Task to carry out —
Provide the data again in its entirety, exactly as given.

____________

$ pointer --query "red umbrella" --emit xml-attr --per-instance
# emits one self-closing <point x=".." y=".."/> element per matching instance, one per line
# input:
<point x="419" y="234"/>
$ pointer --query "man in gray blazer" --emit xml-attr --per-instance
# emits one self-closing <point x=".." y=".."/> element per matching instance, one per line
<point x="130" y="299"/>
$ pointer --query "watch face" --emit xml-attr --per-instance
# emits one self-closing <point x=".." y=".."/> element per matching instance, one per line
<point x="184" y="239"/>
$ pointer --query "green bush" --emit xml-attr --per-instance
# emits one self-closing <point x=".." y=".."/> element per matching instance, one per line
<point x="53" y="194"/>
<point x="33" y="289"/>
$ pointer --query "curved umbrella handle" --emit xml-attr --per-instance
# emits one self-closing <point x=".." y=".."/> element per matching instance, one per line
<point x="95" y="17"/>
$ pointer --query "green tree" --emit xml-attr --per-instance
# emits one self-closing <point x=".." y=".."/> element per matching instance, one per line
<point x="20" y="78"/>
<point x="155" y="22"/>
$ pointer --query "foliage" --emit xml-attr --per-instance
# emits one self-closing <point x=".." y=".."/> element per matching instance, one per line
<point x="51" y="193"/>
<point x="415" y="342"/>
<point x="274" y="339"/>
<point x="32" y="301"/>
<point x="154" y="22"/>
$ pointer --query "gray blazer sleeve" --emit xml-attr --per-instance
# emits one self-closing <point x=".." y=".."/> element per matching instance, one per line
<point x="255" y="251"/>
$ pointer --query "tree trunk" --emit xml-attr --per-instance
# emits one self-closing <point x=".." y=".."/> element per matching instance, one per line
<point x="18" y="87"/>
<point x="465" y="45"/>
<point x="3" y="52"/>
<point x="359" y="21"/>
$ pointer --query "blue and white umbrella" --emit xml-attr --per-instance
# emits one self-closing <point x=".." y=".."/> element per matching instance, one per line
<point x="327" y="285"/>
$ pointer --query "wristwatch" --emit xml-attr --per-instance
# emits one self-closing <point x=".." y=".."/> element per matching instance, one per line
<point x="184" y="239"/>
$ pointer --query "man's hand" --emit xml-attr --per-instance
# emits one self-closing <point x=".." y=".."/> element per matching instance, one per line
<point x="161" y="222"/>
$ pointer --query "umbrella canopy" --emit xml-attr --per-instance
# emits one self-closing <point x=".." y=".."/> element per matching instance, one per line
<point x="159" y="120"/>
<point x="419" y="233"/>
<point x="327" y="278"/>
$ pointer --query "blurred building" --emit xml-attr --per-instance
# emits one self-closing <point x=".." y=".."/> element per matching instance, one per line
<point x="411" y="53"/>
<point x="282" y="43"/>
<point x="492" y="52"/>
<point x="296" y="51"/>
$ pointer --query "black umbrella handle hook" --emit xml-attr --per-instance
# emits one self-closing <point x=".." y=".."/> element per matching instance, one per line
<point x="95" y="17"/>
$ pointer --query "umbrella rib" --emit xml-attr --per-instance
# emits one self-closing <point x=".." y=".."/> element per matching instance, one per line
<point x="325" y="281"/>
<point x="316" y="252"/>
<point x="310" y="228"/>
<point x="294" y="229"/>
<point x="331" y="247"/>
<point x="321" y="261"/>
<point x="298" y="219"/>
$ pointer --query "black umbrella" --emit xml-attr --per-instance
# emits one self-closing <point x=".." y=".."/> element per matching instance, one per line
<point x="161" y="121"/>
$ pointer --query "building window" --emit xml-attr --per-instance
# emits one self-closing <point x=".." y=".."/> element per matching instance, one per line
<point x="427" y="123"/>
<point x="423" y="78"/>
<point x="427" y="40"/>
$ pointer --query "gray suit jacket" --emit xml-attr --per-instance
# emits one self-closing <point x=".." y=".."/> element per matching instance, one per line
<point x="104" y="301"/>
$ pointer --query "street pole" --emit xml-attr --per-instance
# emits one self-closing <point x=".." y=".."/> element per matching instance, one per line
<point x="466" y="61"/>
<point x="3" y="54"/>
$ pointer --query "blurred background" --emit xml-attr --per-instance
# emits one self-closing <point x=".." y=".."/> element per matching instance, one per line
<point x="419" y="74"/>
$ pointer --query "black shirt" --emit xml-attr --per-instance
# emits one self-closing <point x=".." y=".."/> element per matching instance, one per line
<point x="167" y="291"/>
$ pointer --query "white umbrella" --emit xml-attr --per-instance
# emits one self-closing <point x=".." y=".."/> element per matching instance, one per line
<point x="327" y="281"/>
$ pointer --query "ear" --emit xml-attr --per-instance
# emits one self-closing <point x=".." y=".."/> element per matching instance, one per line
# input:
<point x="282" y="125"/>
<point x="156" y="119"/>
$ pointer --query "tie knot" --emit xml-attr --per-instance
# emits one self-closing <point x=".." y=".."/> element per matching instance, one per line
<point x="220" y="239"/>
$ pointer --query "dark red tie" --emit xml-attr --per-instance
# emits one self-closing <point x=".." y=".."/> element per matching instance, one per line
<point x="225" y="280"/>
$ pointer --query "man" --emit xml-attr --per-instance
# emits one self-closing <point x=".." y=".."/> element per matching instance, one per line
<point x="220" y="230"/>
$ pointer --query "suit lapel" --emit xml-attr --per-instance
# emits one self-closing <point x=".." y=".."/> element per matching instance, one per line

____________

Expected answer —
$ pointer --query "red umbrella" --emit xml-attr --per-instance
# emits one self-closing <point x=".." y=".."/> element per matching instance, one per line
# input:
<point x="419" y="234"/>
$ pointer --query "man in gray blazer" --emit xml-attr --per-instance
# emits one self-closing <point x=".." y=".."/> element per matching instance, one per line
<point x="130" y="299"/>
$ pointer --query "watch face" --emit xml-attr --per-instance
# emits one self-closing <point x=".." y=".."/> element per matching instance, one per line
<point x="184" y="239"/>
$ pointer --query "green bush" --emit xml-attr --per-instance
# emits one self-closing <point x=".." y=".."/> element per matching instance, one per line
<point x="53" y="194"/>
<point x="33" y="289"/>
$ pointer --query "curved umbrella handle" --emit xml-attr --per-instance
# emits one self-closing <point x=".." y=".."/> element per matching instance, one per line
<point x="95" y="17"/>
$ pointer --query "green tree" --emit xml-attr --per-instance
# emits one self-closing <point x=".." y=".."/> element per matching instance, one per line
<point x="20" y="78"/>
<point x="155" y="22"/>
$ pointer --query "foliage" --emit xml-attr --per-instance
# emits one self-closing <point x=".." y=".."/> element per matching instance, one per line
<point x="51" y="193"/>
<point x="415" y="342"/>
<point x="274" y="339"/>
<point x="32" y="301"/>
<point x="154" y="22"/>
$ pointer --query "gray blazer sleeve" --emit xml-attr --per-instance
# emits one self-closing <point x=".." y=".."/> element per matching instance, one per line
<point x="255" y="251"/>
$ pointer --query "tree trunk" --emit xml-attr --per-instance
# emits one self-closing <point x=".." y=".."/> element per matching instance, one per line
<point x="18" y="87"/>
<point x="465" y="45"/>
<point x="3" y="52"/>
<point x="359" y="21"/>
$ pointer --query "blue and white umbrella" --emit xml-attr --per-instance
# emits one self-closing <point x=".." y=".."/> element per matching instance, one per line
<point x="327" y="285"/>
$ pointer --query "wristwatch" --emit xml-attr --per-instance
# emits one self-closing <point x=".." y=".."/> element per matching instance, one per line
<point x="184" y="239"/>
$ pointer --query "man's hand" --emit xml-attr --per-instance
# emits one self-closing <point x=".." y=".."/> element per matching instance, one per line
<point x="161" y="222"/>
$ pointer --query "umbrella canopy" --emit xml-attr --per-instance
# emits one self-closing <point x=".." y=".."/> element per matching instance, one per line
<point x="159" y="120"/>
<point x="419" y="233"/>
<point x="327" y="278"/>
$ pointer --query "blurred building" --emit xml-attr --per-instance
# emits one self-closing <point x=".." y=".."/> element per matching instance, one per line
<point x="411" y="53"/>
<point x="282" y="43"/>
<point x="492" y="52"/>
<point x="296" y="51"/>
$ pointer --query "black umbrella handle hook" --emit xml-attr --per-instance
# emits one self-closing <point x=".." y=".."/> element per matching instance, one per line
<point x="95" y="17"/>
$ pointer --query "umbrella rib" --emit xml-attr --per-instance
# emits one self-closing <point x=".." y=".."/> element per matching instance, one per line
<point x="325" y="281"/>
<point x="316" y="252"/>
<point x="310" y="228"/>
<point x="294" y="229"/>
<point x="331" y="247"/>
<point x="321" y="261"/>
<point x="298" y="219"/>
$ pointer --query "black umbrella" --emit xml-attr --per-instance
# emits one self-closing <point x=".." y=".."/> element per matching instance, one per line
<point x="161" y="121"/>
$ pointer --query "building window" --emit xml-attr --per-instance
# emits one self-closing <point x=".." y=".."/> element per matching instance, one per line
<point x="427" y="123"/>
<point x="423" y="78"/>
<point x="427" y="40"/>
$ pointer --query "gray suit jacket" --emit xml-attr --per-instance
# emits one self-closing <point x=".." y=".."/> element per matching instance, one per line
<point x="104" y="301"/>
$ pointer --query "street pole" --emit xml-attr --per-instance
# emits one self-closing <point x=".." y=".."/> element per matching instance, one per line
<point x="466" y="61"/>
<point x="3" y="54"/>
$ pointer --query "blurred background" --emit xml-attr --per-instance
# emits one self-closing <point x=".." y=".."/> element per matching instance, one per line
<point x="419" y="74"/>
$ pointer --query "black shirt" --emit xml-attr --per-instance
# emits one self-closing <point x=".." y=".."/> element per matching instance, one per line
<point x="167" y="291"/>
$ pointer --query "white umbrella" --emit xml-attr --per-instance
# emits one self-closing <point x=".." y=".."/> element per matching instance, one per line
<point x="327" y="281"/>
$ pointer --query "ear" --emit xml-attr --per-instance
# emits one self-closing <point x=".." y=".."/> element per matching instance, one per line
# input:
<point x="282" y="125"/>
<point x="156" y="119"/>
$ pointer --query "tie knot" --emit xml-attr --per-instance
# emits one self-closing <point x=".." y=".."/> element per matching instance, one per line
<point x="220" y="239"/>
$ pointer --query "dark red tie" --emit xml-attr --per-instance
# emits one self-closing <point x=".." y=".."/> element per matching instance, one per line
<point x="225" y="280"/>
$ pointer --query "man" --emit xml-attr --per-instance
# emits one self-closing <point x=".." y=".."/> element per matching instance, one per line
<point x="220" y="230"/>
$ pointer --query "suit lapel" --emit xml-attr --per-instance
# emits one self-closing <point x=".." y=".."/> element per matching instance, one per line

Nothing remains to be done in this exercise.